- **Задания**:
**1.** Кто, согласно фрагменту об интеллигенции, говорил, что развитие совершается путем непрерывных противоречий?
**2.** Продублируйте без изменений отрезок фрагмента об интеллигенции от слов «Лев Троцкий - Литература» до слов «истории русской интеллигенции.» включительно.

- **Выбранный текст**:
==*==

Лев Троцкий - Литература и революция. Печатается по изд. 1923 г.
Старый Гегель был прав, когда говорил, что развитие совершается путем непрерывных противоречий. Чтобы завоевать свое право на золотую середину, на культурную округленность воззрений, суждений и чувств, интеллигенции пришлось от своего традиционного аскетизма, от идейного послушничества, пройти чрез буйное помешательство распущенности, чрез белую горячку декадентства и чрез самоутверждение личности по образцам, извлеченным из Краффт-Эббинга. Конечно, не все — и даже далеко не большая часть — играли в последнем «откровении» индивидуализма активную роль; но ведь большинство интеллигенции во всех движениях только аплодирует, сочувствует, попустительствует или умывает руки. Так было и здесь, и это нисколько не помешает вписать санинщину как главу в истории русской интеллигенции.

==*==

(Сохранённые элементы)
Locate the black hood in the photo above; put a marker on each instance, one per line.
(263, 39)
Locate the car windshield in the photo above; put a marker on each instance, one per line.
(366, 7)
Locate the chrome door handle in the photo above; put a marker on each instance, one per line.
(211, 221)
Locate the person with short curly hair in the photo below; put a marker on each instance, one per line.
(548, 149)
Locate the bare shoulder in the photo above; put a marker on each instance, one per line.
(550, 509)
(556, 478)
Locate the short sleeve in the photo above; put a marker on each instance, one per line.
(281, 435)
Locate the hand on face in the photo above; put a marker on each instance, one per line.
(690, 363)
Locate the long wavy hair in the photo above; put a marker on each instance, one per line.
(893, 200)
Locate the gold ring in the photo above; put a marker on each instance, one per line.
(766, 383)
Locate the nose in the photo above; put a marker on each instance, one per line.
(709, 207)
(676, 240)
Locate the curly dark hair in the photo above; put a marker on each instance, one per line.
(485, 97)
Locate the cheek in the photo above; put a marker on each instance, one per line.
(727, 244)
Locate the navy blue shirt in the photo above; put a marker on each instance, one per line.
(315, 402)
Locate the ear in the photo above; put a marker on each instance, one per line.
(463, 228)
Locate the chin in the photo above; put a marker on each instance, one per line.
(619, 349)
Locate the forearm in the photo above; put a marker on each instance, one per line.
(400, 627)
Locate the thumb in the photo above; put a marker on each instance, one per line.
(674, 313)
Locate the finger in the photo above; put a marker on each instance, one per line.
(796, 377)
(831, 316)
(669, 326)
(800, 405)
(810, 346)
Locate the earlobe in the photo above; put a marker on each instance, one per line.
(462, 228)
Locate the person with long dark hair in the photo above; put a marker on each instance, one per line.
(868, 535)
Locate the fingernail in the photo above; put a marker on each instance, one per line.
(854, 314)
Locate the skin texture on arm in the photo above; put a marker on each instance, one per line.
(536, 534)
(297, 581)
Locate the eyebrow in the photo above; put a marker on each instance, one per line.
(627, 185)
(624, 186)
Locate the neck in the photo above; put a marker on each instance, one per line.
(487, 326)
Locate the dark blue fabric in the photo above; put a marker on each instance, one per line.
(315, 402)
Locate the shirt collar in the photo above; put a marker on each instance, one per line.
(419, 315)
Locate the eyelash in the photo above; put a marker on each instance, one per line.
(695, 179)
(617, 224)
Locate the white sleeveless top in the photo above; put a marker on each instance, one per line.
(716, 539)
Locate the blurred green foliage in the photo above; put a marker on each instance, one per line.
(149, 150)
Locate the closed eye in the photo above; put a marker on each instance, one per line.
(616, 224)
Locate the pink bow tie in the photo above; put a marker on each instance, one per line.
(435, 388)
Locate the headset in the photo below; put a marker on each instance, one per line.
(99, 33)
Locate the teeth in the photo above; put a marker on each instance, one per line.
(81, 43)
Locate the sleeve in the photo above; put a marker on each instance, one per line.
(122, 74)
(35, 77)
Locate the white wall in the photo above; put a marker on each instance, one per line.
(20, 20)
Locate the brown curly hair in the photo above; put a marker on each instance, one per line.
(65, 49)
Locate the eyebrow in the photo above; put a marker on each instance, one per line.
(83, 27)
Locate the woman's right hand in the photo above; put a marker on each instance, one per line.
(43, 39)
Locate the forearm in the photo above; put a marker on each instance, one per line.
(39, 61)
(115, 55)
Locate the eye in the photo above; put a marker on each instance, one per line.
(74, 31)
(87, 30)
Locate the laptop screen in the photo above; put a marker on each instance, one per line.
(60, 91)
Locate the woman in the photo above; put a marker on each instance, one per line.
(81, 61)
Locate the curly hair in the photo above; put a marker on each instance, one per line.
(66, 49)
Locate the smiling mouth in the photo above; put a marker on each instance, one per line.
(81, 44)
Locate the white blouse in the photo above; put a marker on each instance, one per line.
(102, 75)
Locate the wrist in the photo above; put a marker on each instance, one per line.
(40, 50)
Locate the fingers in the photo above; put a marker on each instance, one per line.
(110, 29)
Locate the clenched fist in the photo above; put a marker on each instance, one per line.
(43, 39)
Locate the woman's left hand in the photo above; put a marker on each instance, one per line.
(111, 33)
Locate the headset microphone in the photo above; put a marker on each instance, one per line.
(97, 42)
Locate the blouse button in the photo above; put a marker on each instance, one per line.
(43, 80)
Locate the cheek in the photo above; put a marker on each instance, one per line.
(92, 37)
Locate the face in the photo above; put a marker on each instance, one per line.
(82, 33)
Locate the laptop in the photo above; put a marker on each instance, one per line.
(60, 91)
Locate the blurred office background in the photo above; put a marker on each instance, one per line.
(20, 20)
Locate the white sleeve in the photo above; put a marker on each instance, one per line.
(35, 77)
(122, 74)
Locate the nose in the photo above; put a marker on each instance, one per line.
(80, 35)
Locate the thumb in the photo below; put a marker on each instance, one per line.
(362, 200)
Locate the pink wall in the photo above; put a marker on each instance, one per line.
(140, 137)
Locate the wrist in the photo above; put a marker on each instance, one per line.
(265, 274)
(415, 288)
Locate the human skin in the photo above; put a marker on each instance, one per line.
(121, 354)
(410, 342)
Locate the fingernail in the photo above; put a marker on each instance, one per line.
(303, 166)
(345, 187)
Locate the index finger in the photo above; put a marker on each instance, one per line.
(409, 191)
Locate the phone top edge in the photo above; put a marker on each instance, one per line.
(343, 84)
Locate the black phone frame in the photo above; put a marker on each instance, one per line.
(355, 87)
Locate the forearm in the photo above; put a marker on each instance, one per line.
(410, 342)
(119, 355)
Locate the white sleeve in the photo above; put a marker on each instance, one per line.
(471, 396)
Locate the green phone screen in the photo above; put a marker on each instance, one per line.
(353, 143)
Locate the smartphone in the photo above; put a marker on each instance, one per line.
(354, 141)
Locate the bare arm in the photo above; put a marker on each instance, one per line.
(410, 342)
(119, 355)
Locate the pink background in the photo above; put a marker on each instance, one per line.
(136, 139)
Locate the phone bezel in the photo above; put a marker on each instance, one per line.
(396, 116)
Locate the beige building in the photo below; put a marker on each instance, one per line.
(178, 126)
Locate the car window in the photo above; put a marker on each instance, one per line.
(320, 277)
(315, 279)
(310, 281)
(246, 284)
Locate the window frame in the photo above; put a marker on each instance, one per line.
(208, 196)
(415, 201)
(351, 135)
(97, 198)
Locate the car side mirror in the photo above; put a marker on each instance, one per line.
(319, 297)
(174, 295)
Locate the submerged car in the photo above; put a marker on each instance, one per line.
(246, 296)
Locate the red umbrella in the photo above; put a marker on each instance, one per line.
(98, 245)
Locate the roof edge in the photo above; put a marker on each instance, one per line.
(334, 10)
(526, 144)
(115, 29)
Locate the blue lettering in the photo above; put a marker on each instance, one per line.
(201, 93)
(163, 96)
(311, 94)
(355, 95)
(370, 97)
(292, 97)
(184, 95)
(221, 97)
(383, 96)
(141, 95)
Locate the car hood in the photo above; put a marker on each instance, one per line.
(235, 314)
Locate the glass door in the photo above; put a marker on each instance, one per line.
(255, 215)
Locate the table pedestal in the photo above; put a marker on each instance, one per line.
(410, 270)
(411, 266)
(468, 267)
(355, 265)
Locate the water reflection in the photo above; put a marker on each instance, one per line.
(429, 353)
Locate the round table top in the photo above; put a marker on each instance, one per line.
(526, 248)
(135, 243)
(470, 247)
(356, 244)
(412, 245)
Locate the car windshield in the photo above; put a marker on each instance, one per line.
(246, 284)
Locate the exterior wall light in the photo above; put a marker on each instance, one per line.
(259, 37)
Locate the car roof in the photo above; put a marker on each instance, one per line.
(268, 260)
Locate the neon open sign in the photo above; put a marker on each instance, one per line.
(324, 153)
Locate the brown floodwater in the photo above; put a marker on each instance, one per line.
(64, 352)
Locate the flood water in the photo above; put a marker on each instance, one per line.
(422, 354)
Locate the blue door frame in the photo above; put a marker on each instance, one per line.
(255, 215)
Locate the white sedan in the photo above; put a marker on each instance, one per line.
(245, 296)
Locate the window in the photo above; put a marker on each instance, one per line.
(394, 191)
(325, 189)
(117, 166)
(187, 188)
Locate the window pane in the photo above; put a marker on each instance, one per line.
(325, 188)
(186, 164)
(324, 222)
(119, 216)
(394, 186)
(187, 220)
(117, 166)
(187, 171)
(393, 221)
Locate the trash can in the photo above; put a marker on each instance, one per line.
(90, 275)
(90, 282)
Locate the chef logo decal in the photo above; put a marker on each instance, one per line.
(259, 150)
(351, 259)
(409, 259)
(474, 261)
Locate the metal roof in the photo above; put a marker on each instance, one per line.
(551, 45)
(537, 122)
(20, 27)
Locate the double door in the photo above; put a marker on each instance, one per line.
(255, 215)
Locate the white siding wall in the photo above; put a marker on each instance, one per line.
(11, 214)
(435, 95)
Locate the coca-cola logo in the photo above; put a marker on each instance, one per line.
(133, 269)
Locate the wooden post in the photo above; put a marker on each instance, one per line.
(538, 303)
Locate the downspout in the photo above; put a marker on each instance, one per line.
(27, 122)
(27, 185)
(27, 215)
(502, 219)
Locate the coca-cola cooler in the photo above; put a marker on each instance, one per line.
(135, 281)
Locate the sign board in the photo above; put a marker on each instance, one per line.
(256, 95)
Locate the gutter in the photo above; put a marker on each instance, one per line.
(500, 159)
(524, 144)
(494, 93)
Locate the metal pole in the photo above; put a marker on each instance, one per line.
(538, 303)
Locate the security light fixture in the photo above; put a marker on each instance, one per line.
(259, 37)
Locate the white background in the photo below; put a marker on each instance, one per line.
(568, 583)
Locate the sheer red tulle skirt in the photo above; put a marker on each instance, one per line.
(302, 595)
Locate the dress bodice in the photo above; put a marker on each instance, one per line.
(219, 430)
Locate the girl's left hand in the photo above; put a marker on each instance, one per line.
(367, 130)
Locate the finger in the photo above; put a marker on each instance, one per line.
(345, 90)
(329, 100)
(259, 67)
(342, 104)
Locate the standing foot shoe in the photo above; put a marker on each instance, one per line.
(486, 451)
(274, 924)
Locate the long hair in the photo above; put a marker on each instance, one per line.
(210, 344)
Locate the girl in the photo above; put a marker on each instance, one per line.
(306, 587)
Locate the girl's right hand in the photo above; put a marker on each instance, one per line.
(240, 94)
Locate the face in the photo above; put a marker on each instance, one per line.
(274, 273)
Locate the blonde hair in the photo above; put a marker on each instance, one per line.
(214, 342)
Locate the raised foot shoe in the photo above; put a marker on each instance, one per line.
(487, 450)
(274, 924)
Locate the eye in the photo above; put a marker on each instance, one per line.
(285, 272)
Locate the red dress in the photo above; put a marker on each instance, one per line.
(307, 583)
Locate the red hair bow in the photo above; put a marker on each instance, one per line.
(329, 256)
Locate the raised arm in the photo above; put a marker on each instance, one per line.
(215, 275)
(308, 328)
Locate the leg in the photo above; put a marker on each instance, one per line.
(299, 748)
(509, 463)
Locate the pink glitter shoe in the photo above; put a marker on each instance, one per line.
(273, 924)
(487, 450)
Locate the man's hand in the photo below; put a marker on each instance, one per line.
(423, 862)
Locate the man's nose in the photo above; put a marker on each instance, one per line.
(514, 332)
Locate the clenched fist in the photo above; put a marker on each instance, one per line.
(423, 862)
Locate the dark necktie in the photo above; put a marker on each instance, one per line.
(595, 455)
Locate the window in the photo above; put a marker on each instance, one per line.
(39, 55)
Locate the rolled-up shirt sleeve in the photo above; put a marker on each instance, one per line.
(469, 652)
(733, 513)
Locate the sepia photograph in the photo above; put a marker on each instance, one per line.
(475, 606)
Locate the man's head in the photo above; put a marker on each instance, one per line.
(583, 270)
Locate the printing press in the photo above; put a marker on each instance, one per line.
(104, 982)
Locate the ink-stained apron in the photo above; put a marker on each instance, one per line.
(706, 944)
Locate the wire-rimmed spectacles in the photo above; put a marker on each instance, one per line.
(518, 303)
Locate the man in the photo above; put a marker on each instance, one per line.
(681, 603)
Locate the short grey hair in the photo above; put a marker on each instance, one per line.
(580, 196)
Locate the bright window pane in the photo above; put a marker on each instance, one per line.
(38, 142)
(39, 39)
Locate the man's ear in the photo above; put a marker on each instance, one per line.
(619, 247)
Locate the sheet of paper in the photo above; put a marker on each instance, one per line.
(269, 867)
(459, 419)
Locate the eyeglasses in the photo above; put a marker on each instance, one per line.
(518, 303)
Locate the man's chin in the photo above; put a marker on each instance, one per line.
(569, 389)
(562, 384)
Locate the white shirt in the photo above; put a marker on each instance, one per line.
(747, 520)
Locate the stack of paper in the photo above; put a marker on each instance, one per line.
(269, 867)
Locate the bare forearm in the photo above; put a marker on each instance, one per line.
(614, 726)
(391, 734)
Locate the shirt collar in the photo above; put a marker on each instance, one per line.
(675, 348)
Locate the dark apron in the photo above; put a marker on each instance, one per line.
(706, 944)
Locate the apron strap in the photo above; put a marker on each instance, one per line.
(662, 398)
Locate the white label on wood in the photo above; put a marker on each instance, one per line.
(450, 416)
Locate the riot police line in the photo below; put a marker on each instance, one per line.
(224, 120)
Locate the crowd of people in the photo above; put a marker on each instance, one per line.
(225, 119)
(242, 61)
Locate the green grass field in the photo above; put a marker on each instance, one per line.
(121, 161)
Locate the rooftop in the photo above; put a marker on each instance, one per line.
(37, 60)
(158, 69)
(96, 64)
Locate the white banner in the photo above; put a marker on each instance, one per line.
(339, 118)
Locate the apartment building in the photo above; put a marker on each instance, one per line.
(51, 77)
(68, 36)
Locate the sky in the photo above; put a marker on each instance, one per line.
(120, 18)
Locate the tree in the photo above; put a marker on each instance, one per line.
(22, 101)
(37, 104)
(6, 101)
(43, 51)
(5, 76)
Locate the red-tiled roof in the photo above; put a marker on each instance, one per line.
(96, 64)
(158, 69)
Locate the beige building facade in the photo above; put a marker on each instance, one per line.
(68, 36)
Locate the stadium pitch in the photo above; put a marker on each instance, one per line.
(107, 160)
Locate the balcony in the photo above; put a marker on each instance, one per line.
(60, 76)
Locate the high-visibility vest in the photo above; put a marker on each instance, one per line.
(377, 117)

==*==

- **Итоговые ответы**:
**1.** Старый Гегель.

**2.**
Лев Троцкий - Литература и революция. Печатается по изд. 1923 г.
Старый Гегель был прав, когда говорил, что развитие совершается путем непрерывных противоречий. Чтобы завоевать свое право на золотую середину, на культурную округленность воззрений, суждений и чувств, интеллигенции пришлось от своего традиционного аскетизма, от идейного послушничества, пройти чрез буйное помешательство распущенности, чрез белую горячку декадентства и чрез самоутверждение личности по образцам, извлеченным из Краффт-Эббинга. Конечно, не все — и даже далеко не большая часть — играли в последнем «откровении» индивидуализма активную роль; но ведь большинство интеллигенции во всех движениях только аплодирует, сочувствует, попустительствует или умывает руки. Так было и здесь, и это нисколько не помешает вписать санинщину как главу в истории русской интеллигенции.